-- DATASET follows --
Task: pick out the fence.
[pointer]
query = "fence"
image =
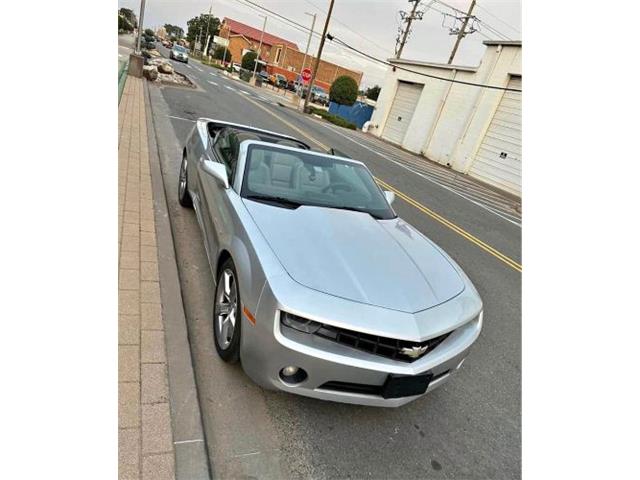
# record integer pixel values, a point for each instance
(122, 77)
(358, 113)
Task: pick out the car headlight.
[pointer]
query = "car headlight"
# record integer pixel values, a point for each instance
(298, 323)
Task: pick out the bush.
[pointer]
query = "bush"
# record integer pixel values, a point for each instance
(218, 54)
(344, 91)
(335, 119)
(249, 60)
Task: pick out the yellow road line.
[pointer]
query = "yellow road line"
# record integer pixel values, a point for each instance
(487, 248)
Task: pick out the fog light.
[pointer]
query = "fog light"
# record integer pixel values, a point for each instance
(289, 371)
(293, 375)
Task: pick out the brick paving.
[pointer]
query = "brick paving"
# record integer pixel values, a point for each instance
(145, 440)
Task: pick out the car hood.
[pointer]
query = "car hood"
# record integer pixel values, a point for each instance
(350, 254)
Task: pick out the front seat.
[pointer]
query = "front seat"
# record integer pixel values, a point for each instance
(309, 179)
(258, 171)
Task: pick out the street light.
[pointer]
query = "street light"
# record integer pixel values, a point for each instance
(255, 64)
(140, 22)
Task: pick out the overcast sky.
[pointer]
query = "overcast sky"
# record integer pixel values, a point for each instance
(369, 25)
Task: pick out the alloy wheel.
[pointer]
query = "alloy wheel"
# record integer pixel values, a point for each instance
(183, 177)
(226, 308)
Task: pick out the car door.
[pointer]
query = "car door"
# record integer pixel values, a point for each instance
(216, 205)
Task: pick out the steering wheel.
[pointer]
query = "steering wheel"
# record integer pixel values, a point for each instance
(338, 186)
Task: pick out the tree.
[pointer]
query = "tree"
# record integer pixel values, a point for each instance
(218, 54)
(249, 60)
(344, 90)
(373, 92)
(129, 17)
(199, 24)
(173, 31)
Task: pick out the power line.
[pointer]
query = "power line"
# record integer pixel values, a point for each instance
(464, 14)
(497, 18)
(348, 27)
(480, 85)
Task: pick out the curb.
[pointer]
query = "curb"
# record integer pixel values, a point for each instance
(188, 436)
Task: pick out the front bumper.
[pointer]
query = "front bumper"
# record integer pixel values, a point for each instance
(267, 347)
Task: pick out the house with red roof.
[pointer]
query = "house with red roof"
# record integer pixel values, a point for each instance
(281, 55)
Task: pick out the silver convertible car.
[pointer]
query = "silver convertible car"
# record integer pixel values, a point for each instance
(321, 290)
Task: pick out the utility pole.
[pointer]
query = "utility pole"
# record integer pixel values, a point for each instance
(206, 47)
(462, 32)
(408, 19)
(255, 64)
(140, 26)
(224, 56)
(317, 62)
(306, 52)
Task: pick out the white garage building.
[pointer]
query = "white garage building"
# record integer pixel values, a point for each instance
(473, 130)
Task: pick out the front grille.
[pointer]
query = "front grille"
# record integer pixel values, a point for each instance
(361, 388)
(385, 347)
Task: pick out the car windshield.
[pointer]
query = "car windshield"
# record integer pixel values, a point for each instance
(290, 178)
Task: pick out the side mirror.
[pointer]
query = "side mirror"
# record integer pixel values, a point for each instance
(390, 196)
(217, 171)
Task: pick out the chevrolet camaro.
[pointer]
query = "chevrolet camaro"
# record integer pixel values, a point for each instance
(320, 288)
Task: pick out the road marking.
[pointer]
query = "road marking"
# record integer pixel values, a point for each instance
(180, 118)
(487, 248)
(188, 441)
(246, 454)
(400, 164)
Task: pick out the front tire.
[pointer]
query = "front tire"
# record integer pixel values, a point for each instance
(184, 197)
(227, 317)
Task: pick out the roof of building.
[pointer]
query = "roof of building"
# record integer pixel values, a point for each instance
(513, 43)
(419, 63)
(254, 33)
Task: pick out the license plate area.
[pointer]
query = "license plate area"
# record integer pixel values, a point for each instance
(397, 386)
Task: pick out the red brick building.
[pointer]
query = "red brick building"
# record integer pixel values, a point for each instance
(281, 55)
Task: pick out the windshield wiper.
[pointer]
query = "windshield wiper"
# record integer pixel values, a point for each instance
(355, 209)
(284, 202)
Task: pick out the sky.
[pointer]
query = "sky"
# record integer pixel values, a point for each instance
(368, 25)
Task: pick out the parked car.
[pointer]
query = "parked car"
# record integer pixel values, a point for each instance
(179, 53)
(320, 97)
(278, 80)
(320, 289)
(315, 92)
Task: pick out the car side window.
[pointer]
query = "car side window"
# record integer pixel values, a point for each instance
(227, 150)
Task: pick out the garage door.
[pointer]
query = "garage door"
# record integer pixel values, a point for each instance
(498, 161)
(402, 108)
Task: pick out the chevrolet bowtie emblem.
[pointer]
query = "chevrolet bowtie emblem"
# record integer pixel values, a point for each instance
(414, 352)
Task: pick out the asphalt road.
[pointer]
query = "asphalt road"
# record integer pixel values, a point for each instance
(469, 428)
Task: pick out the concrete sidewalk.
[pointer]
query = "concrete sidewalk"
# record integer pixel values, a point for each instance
(145, 446)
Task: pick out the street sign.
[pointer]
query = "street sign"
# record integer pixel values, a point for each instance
(306, 74)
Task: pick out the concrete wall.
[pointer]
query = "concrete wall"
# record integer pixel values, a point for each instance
(450, 119)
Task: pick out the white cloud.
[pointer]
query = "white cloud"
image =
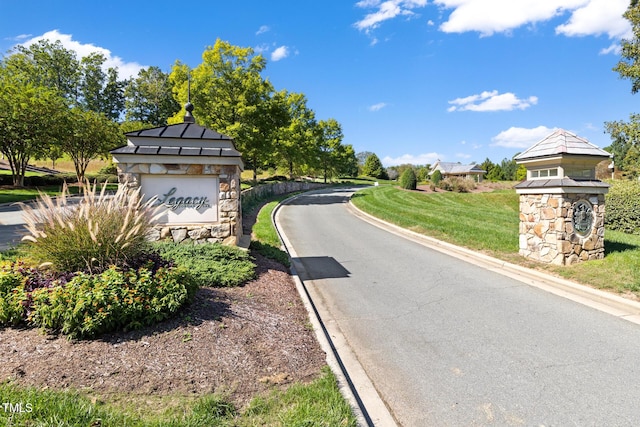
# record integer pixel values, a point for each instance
(377, 107)
(598, 17)
(515, 137)
(125, 69)
(587, 17)
(385, 10)
(420, 159)
(19, 37)
(280, 53)
(615, 48)
(492, 101)
(263, 29)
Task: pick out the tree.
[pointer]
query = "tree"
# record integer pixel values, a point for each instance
(89, 135)
(149, 97)
(30, 118)
(625, 135)
(294, 146)
(436, 177)
(228, 90)
(486, 166)
(48, 64)
(408, 180)
(113, 101)
(92, 80)
(362, 157)
(329, 148)
(373, 167)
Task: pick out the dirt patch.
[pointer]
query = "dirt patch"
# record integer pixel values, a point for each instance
(240, 341)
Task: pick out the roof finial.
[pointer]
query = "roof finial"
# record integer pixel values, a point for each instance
(188, 117)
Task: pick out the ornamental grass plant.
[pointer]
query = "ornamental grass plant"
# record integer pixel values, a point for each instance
(92, 234)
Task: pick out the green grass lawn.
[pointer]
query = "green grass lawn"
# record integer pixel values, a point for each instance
(317, 404)
(10, 195)
(488, 222)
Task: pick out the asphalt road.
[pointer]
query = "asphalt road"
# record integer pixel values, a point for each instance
(11, 226)
(449, 343)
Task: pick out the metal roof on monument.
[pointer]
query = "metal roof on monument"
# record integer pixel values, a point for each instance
(562, 142)
(180, 131)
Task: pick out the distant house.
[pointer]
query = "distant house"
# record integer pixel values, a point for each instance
(456, 169)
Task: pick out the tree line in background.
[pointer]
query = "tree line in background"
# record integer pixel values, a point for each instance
(54, 104)
(370, 165)
(625, 136)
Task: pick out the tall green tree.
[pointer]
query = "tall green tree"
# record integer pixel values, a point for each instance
(328, 141)
(92, 81)
(294, 146)
(231, 97)
(48, 64)
(625, 135)
(373, 167)
(629, 66)
(30, 121)
(88, 136)
(149, 97)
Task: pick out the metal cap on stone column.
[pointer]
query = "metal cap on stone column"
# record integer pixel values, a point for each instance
(561, 201)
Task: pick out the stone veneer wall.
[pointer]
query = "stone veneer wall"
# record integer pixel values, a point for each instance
(227, 230)
(263, 191)
(546, 228)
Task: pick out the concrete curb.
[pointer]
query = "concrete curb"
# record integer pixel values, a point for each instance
(353, 381)
(600, 300)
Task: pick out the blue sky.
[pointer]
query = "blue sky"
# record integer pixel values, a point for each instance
(410, 80)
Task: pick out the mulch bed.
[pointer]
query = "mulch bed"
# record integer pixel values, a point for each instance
(239, 341)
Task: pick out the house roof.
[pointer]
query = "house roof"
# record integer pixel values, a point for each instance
(561, 182)
(176, 151)
(562, 142)
(456, 168)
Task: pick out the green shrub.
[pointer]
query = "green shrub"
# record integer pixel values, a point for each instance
(436, 177)
(623, 207)
(90, 305)
(408, 180)
(456, 184)
(92, 235)
(11, 309)
(212, 264)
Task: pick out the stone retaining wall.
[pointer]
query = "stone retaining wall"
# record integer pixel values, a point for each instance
(546, 228)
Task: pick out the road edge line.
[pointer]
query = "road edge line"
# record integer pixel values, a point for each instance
(353, 381)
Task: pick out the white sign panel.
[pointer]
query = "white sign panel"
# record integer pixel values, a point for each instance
(188, 199)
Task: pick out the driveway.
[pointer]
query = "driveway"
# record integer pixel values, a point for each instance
(450, 343)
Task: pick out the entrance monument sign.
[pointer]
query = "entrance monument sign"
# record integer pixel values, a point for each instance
(194, 172)
(562, 204)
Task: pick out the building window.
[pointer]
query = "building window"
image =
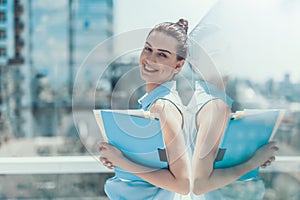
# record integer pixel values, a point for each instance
(3, 2)
(2, 52)
(2, 34)
(2, 16)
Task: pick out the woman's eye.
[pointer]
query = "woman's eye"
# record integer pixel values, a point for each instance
(163, 55)
(147, 48)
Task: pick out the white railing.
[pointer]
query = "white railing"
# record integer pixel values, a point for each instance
(90, 164)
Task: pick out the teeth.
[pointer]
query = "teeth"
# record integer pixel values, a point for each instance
(147, 68)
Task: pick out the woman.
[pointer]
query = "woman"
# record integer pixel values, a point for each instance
(162, 57)
(211, 109)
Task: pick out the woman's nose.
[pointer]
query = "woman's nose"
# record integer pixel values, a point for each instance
(151, 59)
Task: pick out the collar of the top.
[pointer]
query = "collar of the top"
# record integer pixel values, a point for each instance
(159, 92)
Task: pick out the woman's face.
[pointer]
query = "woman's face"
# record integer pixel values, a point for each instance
(158, 60)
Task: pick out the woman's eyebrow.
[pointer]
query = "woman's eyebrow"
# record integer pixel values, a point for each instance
(164, 50)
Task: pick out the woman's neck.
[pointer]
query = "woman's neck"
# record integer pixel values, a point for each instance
(151, 86)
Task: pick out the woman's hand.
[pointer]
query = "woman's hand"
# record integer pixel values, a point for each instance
(110, 155)
(265, 155)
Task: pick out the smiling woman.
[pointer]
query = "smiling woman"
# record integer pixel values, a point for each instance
(162, 57)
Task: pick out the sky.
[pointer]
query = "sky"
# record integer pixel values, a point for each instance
(263, 36)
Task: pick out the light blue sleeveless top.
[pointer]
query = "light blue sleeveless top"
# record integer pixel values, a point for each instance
(252, 189)
(127, 186)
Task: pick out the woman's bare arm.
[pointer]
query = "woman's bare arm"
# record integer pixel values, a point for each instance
(212, 121)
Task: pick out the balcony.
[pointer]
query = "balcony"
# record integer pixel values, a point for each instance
(68, 166)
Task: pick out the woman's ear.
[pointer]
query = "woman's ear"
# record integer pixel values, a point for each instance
(179, 66)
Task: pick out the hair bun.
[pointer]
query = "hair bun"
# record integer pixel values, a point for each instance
(184, 24)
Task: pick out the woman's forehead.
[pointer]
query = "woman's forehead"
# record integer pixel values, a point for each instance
(159, 40)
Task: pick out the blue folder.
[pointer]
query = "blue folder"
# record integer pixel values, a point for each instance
(243, 136)
(139, 138)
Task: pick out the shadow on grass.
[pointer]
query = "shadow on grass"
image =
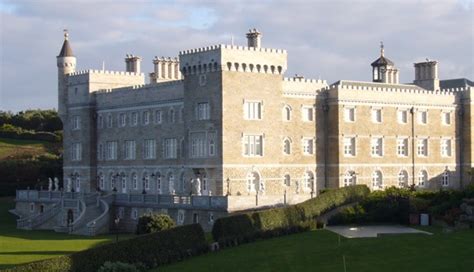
-- DATASET concluded --
## WHAT IS EXPECTED
Write down every line of the data above that includes the string "face".

## TASK SOLUTION
Task: pick out the woman's face.
query = "woman's face"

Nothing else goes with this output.